Records for the exercise start
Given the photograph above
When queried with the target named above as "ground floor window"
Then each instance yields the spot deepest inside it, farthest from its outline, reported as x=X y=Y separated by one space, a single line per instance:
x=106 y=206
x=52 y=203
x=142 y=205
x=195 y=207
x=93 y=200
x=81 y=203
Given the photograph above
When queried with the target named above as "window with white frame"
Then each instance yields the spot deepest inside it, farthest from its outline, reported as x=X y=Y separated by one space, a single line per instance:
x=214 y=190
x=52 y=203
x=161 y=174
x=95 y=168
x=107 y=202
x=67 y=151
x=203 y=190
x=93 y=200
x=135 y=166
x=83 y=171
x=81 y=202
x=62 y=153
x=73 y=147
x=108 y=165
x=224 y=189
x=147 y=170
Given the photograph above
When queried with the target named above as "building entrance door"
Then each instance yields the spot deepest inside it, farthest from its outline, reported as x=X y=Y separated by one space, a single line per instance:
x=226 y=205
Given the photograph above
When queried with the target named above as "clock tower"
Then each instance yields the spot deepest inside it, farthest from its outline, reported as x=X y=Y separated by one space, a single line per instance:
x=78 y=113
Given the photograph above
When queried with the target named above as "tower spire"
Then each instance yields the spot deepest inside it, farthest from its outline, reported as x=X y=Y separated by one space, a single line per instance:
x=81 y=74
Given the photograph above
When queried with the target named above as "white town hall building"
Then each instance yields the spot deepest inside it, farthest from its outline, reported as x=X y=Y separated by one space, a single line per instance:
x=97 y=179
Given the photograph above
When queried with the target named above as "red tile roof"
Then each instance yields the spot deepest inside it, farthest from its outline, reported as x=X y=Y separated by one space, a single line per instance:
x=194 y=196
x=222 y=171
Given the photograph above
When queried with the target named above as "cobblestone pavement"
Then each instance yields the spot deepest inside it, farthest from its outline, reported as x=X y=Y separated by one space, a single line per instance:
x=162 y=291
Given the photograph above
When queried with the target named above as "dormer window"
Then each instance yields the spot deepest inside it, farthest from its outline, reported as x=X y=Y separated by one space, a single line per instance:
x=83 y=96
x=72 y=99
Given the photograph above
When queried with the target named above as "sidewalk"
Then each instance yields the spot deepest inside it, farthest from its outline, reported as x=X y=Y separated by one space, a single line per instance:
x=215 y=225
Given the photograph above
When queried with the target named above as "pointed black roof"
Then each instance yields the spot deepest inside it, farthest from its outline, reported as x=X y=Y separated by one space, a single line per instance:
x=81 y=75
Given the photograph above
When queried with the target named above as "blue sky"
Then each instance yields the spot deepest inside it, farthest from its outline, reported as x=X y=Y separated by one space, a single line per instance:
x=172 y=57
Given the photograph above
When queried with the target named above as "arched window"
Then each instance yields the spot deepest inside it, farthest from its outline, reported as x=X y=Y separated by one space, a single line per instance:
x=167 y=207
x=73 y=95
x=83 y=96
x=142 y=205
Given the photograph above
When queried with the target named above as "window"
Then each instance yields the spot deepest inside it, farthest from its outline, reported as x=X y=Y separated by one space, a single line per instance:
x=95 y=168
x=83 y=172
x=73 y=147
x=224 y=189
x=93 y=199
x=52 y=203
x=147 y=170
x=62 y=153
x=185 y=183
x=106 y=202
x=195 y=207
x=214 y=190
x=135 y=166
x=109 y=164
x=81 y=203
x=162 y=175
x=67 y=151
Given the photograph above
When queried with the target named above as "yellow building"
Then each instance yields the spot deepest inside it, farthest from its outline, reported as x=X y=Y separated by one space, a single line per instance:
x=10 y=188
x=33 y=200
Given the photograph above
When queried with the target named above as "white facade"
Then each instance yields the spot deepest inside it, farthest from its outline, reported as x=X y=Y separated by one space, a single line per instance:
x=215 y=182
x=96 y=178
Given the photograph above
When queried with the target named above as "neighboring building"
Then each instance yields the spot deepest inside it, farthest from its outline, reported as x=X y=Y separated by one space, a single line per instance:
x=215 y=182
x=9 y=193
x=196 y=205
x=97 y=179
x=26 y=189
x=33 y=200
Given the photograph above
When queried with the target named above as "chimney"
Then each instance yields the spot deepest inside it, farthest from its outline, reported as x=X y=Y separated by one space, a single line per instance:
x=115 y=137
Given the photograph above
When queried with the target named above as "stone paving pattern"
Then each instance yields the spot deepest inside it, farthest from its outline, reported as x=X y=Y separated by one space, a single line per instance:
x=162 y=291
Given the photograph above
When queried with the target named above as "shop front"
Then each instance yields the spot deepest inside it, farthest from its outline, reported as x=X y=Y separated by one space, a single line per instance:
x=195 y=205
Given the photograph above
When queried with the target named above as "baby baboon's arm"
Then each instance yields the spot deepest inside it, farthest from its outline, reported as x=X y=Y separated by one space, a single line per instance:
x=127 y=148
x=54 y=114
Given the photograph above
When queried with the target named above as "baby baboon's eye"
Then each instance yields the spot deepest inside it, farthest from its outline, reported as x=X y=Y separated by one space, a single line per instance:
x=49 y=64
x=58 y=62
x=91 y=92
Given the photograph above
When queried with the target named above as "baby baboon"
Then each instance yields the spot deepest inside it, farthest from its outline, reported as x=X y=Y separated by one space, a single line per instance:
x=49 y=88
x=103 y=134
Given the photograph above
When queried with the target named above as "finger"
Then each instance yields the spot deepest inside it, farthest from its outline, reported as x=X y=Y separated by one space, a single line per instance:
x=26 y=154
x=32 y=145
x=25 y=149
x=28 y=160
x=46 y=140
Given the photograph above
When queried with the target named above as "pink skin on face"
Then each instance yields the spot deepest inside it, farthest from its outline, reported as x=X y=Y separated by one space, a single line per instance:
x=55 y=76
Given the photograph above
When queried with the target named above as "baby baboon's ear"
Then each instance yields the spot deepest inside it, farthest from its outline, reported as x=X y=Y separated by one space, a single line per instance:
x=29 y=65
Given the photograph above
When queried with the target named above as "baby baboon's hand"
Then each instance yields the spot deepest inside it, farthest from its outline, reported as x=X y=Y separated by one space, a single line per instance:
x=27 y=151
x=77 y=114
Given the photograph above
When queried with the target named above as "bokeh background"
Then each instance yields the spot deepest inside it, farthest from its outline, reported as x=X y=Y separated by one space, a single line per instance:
Records for the exercise end
Exercise task: Exactly reproduce every line found in the records.

Answer:
Given the photograph above
When queried with the target named above as "ground floor window"
Then each instance yields the spot deepest inside it, farthest from its outline, reported as x=X y=Y separated by one space, a single line per instance:
x=106 y=206
x=52 y=203
x=142 y=205
x=195 y=207
x=93 y=200
x=81 y=203
Given the photograph above
When queried with the target named above as "window with white frame"
Then each instance yields the spot deepest inside it, farthest from its outline, reported as x=X y=Y separated by one space, a single line per instance:
x=214 y=190
x=52 y=203
x=161 y=174
x=95 y=168
x=107 y=202
x=67 y=151
x=203 y=190
x=93 y=200
x=135 y=166
x=83 y=171
x=81 y=202
x=62 y=153
x=73 y=147
x=108 y=165
x=224 y=189
x=147 y=170
Given the photograph above
When queried with the target named above as "building entrance door"
Then each instance yields the spot deepest inside it, farthest from its outline, reported as x=X y=Y separated by one space, a single line per instance:
x=226 y=205
Given the photograph above
When queried with the target named above as "clock tower"
Then each instance yields the spot deepest inside it, farthest from its outline, reported as x=X y=Y separated by one space, a single line per instance:
x=78 y=113
Given the photograph above
When queried with the target named above as "tower spire"
Then each instance yields the spot deepest inside it, farthest from its outline, reported as x=X y=Y separated by one space, a single line per instance:
x=81 y=74
Given the photograph above
When queried with the target named above as "white town hall building"
Then each instance yields the spot deepest inside it, farthest from its outline, reported as x=X y=Y separated by one space, a single line per instance:
x=97 y=179
Given the photograph above
When queried with the target named above as "red tile roof"
Then each instance yields the spot deepest inside it, farthest from its outline, reported as x=X y=Y separated by one space, a single line per instance:
x=194 y=196
x=222 y=171
Given the photograph above
When queried with the target named above as "cobblestone pavement"
Then each instance yields the spot deepest inside it, farthest from its outline, reported as x=X y=Y separated by one space, a single line per instance:
x=162 y=291
Given the photograph above
When queried with the target named above as "dormer window"
Then each instance yields the spot deepest inside it, farthest from its outline, reported as x=X y=Y separated by one space, a single line per instance:
x=83 y=96
x=72 y=99
Given the photograph above
When queried with the target named above as "sidewalk"
Then each instance yields the spot deepest inside it, farthest from its outline, reported as x=X y=Y separated by one space, a single line per instance:
x=215 y=225
Given the photograph above
When queried with the target named above as "pointed black roof"
Then each instance yields the spot deepest inside it, farthest from its outline, reported as x=X y=Y separated by one space, a single line per instance:
x=81 y=75
Given the photograph above
When queried with the target named above as "blue sky"
Then each instance yields the spot deepest inside it, farthest from its outline, reported as x=X y=Y separated by one space, a single line per instance:
x=172 y=57
Given the photograph above
When queried with the target named above as "arched window"
Then each instance yields the spot deepest inside it, farthest from its outline, reported as x=X y=Y separated by one space, a single line per instance:
x=167 y=207
x=73 y=95
x=83 y=96
x=142 y=205
Given the photograph above
When queried with the target named above as "window"
Then each instance yields the spot deepest inside it, farthest from its outline, reported as x=X y=Y separated by one space, a single line per instance:
x=95 y=168
x=83 y=172
x=73 y=147
x=224 y=189
x=93 y=199
x=52 y=203
x=147 y=170
x=62 y=153
x=185 y=183
x=106 y=202
x=195 y=207
x=214 y=190
x=135 y=166
x=109 y=164
x=81 y=203
x=162 y=175
x=67 y=151
Given the photograph above
When queried with the target named above as "yellow building"
Then each instance yields the spot deepest inside it, farthest from its outline, reported as x=X y=Y separated by one space, a single line per instance:
x=10 y=188
x=33 y=200
Given the photograph above
When queried with the target named above as "white facade"
Then each instance yields the spot deepest inside it, farthest from its outline, reported as x=X y=Y separated by one space, a single line per instance:
x=215 y=182
x=96 y=178
Given the photograph above
When queried with the target named above as "neighboring building"
Then each instance yields the spot deepest inside it, farthest from its outline, reported as x=X y=Y separated by one space, a single line per instance:
x=215 y=182
x=9 y=193
x=196 y=205
x=97 y=179
x=26 y=189
x=33 y=200
Given the photograph above
When queried with the target named above as "chimney"
Then each instance yields the spot deepest inside it, farthest from its outline, reported as x=X y=Y separated by one space, a single line per instance:
x=115 y=137
Given the photograph above
When queried with the target named above as "stone paving pattern"
Then each instance yields the spot deepest inside it, farthest from its outline, reported as x=X y=Y separated by one space, a single line per instance:
x=162 y=291
Given the photograph above
When queried with the target named above as "shop front"
Then each instance yields the spot deepest inside it, farthest from its outline, reported as x=X y=Y separated by one space, a single line per instance:
x=195 y=205
Given the photograph above
When queried with the target named above as "baby baboon's arm"
Then each instance yields the spot deepest inside it, farthest from its outline, reported as x=X y=Y separated by one space, a single line per instance:
x=127 y=148
x=54 y=114
Given the photograph above
When queried with the target named above as "baby baboon's eye"
Then each instance yields the spot deepest inside it, farthest from its outline, reported as x=X y=Y separated by one space, a single line per instance:
x=49 y=64
x=58 y=62
x=91 y=92
Given the photograph above
When queried with the target named above as "baby baboon"
Then each instance yields the spot deepest inside it, farthest from its outline, reported as x=X y=Y separated by one space, a single line per instance:
x=49 y=88
x=103 y=134
Given the photograph above
When queried with the target named above as "finger"
Then each instance yields the spot deepest inside it, farthest from its outline, reported as x=X y=Y separated by one space, a single line per instance:
x=26 y=154
x=32 y=145
x=25 y=149
x=28 y=160
x=46 y=140
Given the photograph above
When queried with the target named above as "pink skin on face"
Then each instance yields the spot deepest inside it, farthest from its outline, reported as x=X y=Y separated by one space, a single line per instance:
x=55 y=76
Given the photograph above
When queried with the target named above as "baby baboon's ear"
Then each instance yields the spot deepest inside it, farthest from its outline, reported as x=X y=Y separated by one space, a single line per instance:
x=29 y=65
Given the photograph above
When queried with the target named above as "baby baboon's hand"
Then each instance yields the spot deepest inside it, farthest from its outline, reported as x=X y=Y separated by one space, a single line per instance:
x=27 y=151
x=77 y=114
Given the photograph above
When queried with the target named above as "bokeh background"
Then each instance yields the spot deepest inside it, farthest from its outline, reported as x=X y=Y separated by one space, a single line per instance:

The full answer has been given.